Work request:
With nothing left out, give the data back exactly.

Stored records:
* * * * * * * * *
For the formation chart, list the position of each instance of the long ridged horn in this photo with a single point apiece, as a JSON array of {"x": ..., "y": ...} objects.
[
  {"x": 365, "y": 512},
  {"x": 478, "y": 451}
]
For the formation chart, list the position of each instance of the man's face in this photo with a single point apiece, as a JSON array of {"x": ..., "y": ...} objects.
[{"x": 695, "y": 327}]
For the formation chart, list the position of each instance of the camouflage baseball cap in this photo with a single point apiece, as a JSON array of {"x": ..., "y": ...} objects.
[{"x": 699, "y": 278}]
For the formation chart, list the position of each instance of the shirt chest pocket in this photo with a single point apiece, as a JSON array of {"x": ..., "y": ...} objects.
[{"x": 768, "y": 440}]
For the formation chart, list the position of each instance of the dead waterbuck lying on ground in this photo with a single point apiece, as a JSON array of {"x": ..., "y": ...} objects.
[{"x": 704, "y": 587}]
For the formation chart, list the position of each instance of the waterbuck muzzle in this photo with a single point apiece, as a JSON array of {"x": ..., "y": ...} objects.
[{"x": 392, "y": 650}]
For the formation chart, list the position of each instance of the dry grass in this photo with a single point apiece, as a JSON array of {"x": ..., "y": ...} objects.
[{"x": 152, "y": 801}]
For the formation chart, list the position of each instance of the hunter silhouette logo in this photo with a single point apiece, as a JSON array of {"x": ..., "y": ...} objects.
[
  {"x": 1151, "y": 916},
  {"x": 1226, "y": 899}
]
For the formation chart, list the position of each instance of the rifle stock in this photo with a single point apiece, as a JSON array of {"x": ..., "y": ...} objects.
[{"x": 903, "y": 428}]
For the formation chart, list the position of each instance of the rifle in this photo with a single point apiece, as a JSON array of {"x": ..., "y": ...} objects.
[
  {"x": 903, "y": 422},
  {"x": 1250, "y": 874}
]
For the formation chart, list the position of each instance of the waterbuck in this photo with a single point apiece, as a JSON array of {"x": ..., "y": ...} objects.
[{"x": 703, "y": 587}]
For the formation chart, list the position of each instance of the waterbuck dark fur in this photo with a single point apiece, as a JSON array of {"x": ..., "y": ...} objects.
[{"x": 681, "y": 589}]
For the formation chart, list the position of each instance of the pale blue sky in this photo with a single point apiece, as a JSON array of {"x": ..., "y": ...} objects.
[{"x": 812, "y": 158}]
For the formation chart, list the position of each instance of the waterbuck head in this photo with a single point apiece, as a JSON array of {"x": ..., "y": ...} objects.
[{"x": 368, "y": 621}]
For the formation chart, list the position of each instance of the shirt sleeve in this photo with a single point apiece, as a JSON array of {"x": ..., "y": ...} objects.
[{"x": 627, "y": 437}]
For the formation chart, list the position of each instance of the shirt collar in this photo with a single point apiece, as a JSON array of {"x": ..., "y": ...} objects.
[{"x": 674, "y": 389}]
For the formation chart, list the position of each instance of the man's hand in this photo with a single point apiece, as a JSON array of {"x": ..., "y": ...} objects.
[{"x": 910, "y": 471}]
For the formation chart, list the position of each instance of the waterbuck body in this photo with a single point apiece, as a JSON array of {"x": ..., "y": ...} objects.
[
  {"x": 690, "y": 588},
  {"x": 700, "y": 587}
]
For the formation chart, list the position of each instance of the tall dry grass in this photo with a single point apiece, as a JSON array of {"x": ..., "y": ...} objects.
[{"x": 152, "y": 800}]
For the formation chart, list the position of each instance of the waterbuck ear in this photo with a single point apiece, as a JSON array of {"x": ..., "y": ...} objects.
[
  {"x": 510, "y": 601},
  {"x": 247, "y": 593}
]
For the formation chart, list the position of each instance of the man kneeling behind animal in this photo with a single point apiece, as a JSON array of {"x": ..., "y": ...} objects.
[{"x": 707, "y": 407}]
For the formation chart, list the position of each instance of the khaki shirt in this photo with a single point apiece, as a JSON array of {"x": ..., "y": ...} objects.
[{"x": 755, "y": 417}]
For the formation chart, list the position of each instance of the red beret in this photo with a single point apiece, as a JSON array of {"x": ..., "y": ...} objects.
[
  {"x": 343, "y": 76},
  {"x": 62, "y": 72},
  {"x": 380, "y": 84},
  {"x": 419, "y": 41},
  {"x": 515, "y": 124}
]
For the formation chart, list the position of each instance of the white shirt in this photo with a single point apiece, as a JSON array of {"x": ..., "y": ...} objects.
* * * * * * * * *
Answer:
For the formation chart, list the position of each instance of the long ridged horn in this photo with a single point apiece, as a JSON array of {"x": ..., "y": ...} objects.
[
  {"x": 365, "y": 512},
  {"x": 478, "y": 451}
]
For the formation chart, list the position of each instance of the man's face in this photo with a single point apiece, as a JSON array of {"x": ..., "y": ...} objects.
[{"x": 695, "y": 327}]
For the formation chart, list the position of each instance of the camouflage baseball cap in this photo with a single point apiece, as a JSON array of {"x": ..., "y": ...} objects.
[{"x": 699, "y": 278}]
For the formation chart, list the position of each instance of the shirt chest pocket in this photo with a single point apiece, as a JSON array of {"x": ..., "y": ...} objects.
[{"x": 768, "y": 440}]
For the formation chart, list the position of each instance of the dead waterbuck lying on ground in this photo with a single point apiece, as a JSON array of {"x": ..., "y": ...} objects.
[{"x": 704, "y": 587}]
For the formation chart, list the position of each instance of the waterbuck muzzle in this photo with a single point apiece, as a JSON array of {"x": ..., "y": ...} objects.
[{"x": 392, "y": 650}]
For the formation chart, list the position of each instance of the dry grass in this photo with a single point apiece, as a JSON array of {"x": ..., "y": ...} objects.
[{"x": 152, "y": 801}]
For the formation chart, list the position of each instance of the hunter silhouette logo in this photo with a single point apiece, as a JSON array of {"x": ..., "y": ...} objects.
[
  {"x": 1151, "y": 916},
  {"x": 1226, "y": 899}
]
For the formation chart, list the position of each instance of the rifle stock in this photo with a single point apiece, as a JSON array of {"x": ..., "y": ...} objects.
[{"x": 903, "y": 428}]
For the formation chart, list the position of each instance of the rifle in this photo with a single point apiece, as a JSON array of {"x": ..., "y": ...} objects.
[
  {"x": 903, "y": 422},
  {"x": 1250, "y": 874}
]
For the formation chart, list the position of each instance of the waterbuck in this photo with a single point apiece, as a JSON array of {"x": ..., "y": ...} objects.
[{"x": 703, "y": 587}]
For the formation chart, list the position of each instance of the waterbuck dark fur in this photo with a single point apiece, as a JSON array of {"x": ..., "y": ...} objects.
[{"x": 681, "y": 589}]
For the formation chart, list the position of each instance of the pale blue sky in this photo with a single point apiece, as a JSON array of {"x": ..., "y": ...} objects.
[{"x": 812, "y": 158}]
For the formation chart, list the position of each instance of the waterbuck head in this photo with a single point apiece, as a JSON array of {"x": ..., "y": ...} objects.
[{"x": 368, "y": 621}]
For the formation chart, list the position of each instance of the shirt sleeve in this photo with a single point apiece, as a JSON array of {"x": ..., "y": ...} objects.
[{"x": 627, "y": 437}]
For the formation chart, list the position of each instance of the shirt collar in this photo with a single point apiece, as a JSON array of {"x": ..., "y": ...} objects.
[{"x": 674, "y": 389}]
For the formation chart, list the position of each instance of the man's hand in this photo with a single point apiece, as a JSON array of {"x": ..., "y": ...} objects.
[{"x": 910, "y": 471}]
For the formation chart, list the position of each instance of the waterbuck body in this photo with a single point apiece, as a JSON array of {"x": ..., "y": ...} objects.
[
  {"x": 690, "y": 588},
  {"x": 700, "y": 587}
]
For the formation chart, list the position of each instance of the tall dry grass in this photo with a single point apiece, as a JSON array of {"x": ..., "y": ...} objects.
[{"x": 152, "y": 800}]
For the formation chart, list the position of each instance of the waterbuck ear in this photo with a single point apiece, as a JSON array of {"x": ..., "y": ...} objects.
[
  {"x": 510, "y": 601},
  {"x": 247, "y": 593}
]
For the formation chart, list the position of each instance of the man kneeling behind animal in this photo with a single point apiece, as a JSON array of {"x": ..., "y": ...} objects.
[{"x": 707, "y": 407}]
For the formation chart, list the position of each instance of the khaki shirt in this photo with a single point apiece, as a JSON array of {"x": ..., "y": ...} objects.
[{"x": 755, "y": 417}]
For the formation chart, list the position of each instance of the red beret in this photo with a single point apiece, as a JSON array of {"x": ..., "y": ...} objects.
[
  {"x": 343, "y": 76},
  {"x": 62, "y": 72},
  {"x": 380, "y": 84},
  {"x": 419, "y": 41},
  {"x": 515, "y": 124}
]
For the formation chart, list the position of each instance of the white shirt in this photo with a single point apiece, as a JSON array of {"x": ..., "y": ...} objects.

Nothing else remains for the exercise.